When a person dies, they are believed to have come to a total extinction or a transference to some mythical realm of dead souls. But when a memory slips out of consciousness it is only normal to expect the same to reappear with exaggerated or diminished importance on many a subsequent occasion. Thus what is feared as the past that has departed forever goes on coiling around the present, making the present fabulous in its inclusion of the variegation of names and forms and the correlatives of causes and effects. In this great process that is happening in the psychic replica of cosmic evolution, systems are fused into systems.

 

         Paul set off a major, almost giddy discussion by asking what the purpose of the phenomenal world is. He wondered if there was some intelligent design, and wouldn’t that indicate a purpose? Can we learn about the design by investigating each substance?

         I suggested a phenomenal world was a great idea, and that it would be extremely boring if nothing ever happened or nothing ever changed. Bushra rightly added that we wouldn’t know it anyway, because without a phenomenal world we wouldn’t exist.

         I’m guessing that Paul is struggling with the determination of many scientists to subtract meaning and purpose from their world models. It is kind of a disheartening trajectory. Nitya calls such innately limiting ideas “ludicrous” in the third paragraph. That kind of reductionism served a purpose once upon a time, at the beginning of the scientific revolution, but we are desperately in need of integral wisdom at the present time. Divide and conquer grounded in meaninglessness is killing the planet, but our hubris is so great that we would rather die than admit our failings, and if we can’t even admit our failings we are certainly never going to relinquish them.

━━━━━━━━━━━━━━━━━━━━━━━━━━━━━━

▸ **WHAT TO WORK ON**
**A)** Summarize the passage on the purpose of the phenomenal world in three sentences.
**B)** Pick up the passage on the purpose of the phenomenal world after its final sentence and write the next paragraph.

▸ **INFORMATION SHOWN**
━━━━━━━━━━━━━━━━━━━━━━━━━━━━━━

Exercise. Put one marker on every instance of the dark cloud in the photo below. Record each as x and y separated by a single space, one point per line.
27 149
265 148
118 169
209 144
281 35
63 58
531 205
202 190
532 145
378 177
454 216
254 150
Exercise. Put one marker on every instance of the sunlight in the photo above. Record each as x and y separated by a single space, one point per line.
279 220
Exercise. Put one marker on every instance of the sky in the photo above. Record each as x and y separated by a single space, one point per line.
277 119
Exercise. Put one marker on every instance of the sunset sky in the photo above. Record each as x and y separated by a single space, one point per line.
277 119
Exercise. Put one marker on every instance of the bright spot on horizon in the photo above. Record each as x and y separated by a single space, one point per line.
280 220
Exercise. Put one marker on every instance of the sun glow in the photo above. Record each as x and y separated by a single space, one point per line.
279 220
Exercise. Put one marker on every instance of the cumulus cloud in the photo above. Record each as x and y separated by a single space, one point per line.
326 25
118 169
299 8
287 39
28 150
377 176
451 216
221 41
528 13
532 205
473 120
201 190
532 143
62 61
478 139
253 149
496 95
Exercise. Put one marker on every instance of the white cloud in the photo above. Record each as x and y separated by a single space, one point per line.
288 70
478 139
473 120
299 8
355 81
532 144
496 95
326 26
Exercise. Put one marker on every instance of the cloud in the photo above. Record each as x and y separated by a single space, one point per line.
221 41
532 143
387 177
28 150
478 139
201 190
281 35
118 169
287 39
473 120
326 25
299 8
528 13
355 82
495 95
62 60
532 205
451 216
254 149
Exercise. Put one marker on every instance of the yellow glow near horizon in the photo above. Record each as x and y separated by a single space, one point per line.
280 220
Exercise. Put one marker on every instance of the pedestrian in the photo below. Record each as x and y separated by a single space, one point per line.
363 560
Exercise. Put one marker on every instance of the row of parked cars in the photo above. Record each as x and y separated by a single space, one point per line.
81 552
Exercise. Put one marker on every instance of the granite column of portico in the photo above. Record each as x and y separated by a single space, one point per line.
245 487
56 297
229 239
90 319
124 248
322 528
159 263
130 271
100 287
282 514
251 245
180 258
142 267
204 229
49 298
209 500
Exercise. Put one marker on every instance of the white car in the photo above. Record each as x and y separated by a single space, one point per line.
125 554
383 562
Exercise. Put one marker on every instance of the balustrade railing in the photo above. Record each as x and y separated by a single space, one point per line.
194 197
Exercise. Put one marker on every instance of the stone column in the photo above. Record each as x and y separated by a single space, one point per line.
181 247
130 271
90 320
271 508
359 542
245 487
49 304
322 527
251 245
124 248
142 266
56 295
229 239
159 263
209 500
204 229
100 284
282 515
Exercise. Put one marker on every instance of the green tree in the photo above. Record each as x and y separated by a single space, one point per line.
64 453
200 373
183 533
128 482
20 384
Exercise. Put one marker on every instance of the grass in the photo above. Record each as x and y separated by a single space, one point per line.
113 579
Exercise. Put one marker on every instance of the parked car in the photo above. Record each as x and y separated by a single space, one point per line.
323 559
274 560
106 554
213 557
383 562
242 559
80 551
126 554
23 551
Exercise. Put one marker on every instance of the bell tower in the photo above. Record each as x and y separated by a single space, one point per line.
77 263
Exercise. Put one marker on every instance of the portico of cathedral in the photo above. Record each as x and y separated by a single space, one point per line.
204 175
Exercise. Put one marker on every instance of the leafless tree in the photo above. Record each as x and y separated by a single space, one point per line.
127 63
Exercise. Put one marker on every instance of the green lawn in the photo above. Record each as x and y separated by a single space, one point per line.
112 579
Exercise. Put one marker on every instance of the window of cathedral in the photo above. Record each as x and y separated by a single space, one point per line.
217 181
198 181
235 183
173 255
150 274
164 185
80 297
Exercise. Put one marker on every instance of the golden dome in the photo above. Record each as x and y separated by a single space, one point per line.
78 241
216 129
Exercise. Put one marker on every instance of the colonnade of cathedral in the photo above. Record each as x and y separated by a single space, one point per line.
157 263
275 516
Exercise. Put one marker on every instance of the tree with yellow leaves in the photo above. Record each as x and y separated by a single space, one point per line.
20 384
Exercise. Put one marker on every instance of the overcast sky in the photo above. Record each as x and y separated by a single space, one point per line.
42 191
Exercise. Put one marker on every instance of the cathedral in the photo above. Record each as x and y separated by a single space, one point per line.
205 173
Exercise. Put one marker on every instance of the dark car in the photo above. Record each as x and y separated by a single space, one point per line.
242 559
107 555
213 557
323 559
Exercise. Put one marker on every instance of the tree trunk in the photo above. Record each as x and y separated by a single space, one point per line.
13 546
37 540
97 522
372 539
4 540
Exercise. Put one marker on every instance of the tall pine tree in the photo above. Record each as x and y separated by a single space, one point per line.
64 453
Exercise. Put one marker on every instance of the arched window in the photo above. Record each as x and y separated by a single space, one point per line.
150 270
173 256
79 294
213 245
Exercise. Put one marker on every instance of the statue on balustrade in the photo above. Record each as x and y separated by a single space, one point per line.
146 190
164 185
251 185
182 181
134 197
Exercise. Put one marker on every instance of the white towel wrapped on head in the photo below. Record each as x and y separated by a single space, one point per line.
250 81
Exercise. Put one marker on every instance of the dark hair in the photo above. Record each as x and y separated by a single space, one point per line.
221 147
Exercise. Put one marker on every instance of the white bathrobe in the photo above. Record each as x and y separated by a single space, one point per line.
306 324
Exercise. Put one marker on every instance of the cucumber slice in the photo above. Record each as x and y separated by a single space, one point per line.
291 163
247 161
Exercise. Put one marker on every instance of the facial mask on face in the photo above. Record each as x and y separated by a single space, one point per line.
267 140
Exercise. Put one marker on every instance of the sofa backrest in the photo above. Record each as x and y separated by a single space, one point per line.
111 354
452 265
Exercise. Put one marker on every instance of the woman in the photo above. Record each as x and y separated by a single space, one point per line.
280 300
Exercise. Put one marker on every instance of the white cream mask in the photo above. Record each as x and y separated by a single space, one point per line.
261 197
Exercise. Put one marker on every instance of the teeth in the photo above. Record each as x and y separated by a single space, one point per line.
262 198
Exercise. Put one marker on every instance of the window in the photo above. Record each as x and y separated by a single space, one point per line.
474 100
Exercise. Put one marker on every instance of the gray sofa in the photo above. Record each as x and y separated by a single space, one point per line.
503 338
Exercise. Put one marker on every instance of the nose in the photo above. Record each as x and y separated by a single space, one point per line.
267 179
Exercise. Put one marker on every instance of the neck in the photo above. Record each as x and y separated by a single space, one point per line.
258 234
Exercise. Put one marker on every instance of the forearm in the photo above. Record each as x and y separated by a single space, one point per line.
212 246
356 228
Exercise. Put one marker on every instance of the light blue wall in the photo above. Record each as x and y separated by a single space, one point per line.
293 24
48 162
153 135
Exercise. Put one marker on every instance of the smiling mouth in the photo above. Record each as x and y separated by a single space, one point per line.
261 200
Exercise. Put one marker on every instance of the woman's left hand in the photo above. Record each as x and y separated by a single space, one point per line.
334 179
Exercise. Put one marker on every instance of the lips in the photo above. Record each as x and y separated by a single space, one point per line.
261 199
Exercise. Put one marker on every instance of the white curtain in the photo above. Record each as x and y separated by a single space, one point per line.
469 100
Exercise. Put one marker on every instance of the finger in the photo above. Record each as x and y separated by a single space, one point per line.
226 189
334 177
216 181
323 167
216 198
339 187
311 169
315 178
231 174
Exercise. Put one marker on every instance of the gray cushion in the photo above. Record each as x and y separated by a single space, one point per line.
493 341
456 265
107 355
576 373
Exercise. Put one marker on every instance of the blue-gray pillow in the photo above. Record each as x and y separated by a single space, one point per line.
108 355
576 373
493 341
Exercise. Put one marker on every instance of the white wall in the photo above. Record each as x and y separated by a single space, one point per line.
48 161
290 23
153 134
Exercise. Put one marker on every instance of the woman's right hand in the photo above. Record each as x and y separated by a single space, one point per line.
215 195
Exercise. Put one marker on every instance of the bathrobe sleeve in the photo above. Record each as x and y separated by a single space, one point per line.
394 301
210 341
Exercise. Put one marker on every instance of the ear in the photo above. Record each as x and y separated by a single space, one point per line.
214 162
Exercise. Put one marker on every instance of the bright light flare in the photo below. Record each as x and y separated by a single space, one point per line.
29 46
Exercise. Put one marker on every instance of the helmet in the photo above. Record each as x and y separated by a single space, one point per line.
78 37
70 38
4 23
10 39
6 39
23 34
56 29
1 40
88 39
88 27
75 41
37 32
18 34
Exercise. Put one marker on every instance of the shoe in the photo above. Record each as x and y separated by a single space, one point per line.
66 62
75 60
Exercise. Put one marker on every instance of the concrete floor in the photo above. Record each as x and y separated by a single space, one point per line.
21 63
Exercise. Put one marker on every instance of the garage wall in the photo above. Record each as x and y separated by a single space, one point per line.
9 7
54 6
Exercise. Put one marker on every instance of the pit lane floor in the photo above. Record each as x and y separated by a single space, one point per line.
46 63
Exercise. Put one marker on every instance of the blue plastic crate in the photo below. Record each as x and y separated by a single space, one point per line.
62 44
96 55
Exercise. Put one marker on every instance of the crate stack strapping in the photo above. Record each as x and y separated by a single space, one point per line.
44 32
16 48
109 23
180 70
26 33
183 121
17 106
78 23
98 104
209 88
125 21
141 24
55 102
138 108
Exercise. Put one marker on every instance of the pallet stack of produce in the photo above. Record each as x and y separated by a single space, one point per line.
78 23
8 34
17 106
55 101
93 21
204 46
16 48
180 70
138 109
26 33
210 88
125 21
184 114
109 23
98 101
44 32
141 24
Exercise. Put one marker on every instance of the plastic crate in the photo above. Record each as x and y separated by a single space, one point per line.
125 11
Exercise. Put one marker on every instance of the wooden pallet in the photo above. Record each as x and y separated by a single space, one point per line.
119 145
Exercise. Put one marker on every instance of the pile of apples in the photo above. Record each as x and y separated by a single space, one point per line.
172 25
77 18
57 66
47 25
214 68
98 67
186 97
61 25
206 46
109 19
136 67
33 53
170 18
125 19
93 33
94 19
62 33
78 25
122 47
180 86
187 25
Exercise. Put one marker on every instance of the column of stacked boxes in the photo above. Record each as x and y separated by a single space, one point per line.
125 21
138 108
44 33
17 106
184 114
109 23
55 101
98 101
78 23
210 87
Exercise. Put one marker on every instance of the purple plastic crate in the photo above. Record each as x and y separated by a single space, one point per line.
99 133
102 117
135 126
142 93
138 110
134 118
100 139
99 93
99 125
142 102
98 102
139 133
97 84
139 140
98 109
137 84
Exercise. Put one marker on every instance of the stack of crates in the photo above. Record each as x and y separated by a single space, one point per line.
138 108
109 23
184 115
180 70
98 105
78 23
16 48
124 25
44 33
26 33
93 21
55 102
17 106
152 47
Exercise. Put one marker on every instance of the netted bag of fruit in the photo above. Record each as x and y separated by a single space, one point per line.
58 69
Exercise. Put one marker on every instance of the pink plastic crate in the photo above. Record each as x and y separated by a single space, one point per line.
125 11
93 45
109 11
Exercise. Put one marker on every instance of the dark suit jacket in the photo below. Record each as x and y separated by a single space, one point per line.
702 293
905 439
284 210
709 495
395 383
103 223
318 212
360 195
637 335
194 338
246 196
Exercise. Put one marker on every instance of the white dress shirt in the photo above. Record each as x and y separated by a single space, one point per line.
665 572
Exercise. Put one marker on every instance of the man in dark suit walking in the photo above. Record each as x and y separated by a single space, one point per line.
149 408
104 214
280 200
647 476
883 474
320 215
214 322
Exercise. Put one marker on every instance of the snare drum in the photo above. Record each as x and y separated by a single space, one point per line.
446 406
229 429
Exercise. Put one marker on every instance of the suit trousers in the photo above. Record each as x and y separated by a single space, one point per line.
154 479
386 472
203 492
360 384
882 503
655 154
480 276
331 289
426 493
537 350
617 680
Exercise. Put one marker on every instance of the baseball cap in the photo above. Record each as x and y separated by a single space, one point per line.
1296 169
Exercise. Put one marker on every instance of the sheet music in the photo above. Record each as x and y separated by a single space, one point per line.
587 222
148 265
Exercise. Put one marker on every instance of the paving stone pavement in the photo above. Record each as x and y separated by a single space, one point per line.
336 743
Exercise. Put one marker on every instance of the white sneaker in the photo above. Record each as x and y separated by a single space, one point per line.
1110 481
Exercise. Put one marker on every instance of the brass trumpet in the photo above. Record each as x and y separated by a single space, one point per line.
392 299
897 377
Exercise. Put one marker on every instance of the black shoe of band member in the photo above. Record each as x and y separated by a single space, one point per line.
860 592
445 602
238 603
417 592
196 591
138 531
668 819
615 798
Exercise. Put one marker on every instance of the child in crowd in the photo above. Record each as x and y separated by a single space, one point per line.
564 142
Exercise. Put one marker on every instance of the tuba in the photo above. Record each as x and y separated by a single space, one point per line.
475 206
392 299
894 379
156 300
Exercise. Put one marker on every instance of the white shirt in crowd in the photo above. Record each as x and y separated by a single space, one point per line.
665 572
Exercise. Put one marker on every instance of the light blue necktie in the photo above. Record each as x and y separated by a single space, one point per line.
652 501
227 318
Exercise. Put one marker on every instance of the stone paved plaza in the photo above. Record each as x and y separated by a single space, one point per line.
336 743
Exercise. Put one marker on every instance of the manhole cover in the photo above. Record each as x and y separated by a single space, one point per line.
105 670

━━━━━━━━━━━━━━━━━━━━━━━━━━━━━━

▸ **THE REPLIES**
**A)** The passage contrasts the belief that death brings total extinction or a move to a realm of dead souls with the way a memory that slips from consciousness returns later with greater or lesser importance, so that the past keeps coiling around the present. It then describes a discussion in which Paul asked what the purpose of the phenomenal world is, the writer answered that a world where nothing ever happened or changed would be extremely boring, and Bushra added that without a phenomenal world we wouldn't exist. The writer suggests Paul is struggling with many scientists' determination to remove meaning and purpose from their world models, and argues that such reductionism once served a purpose but that integral wisdom is now desperately needed.

**B)**
         Bushra summed Paul’s question up from an absolutist viewpoint: purpose and design are not two things. They are one thing seen from two different angles, like form and content. As every form has content and every content has form, every design has purpose and every purpose has a design. They are created together. She mused how silly it is for humans to split everything up. I threw in that we learn about the inherent design in objects by investigating them. If we don’t do anything, they remain inert lumps of matter. By learning their secrets we find all sorts of additional possibilities: so much is hiding beneath the surface. The process of discovery is a fascinating one, and our lives would be a far cry from what they are if we never went beyond simple acceptance to find out what makes the universe tick.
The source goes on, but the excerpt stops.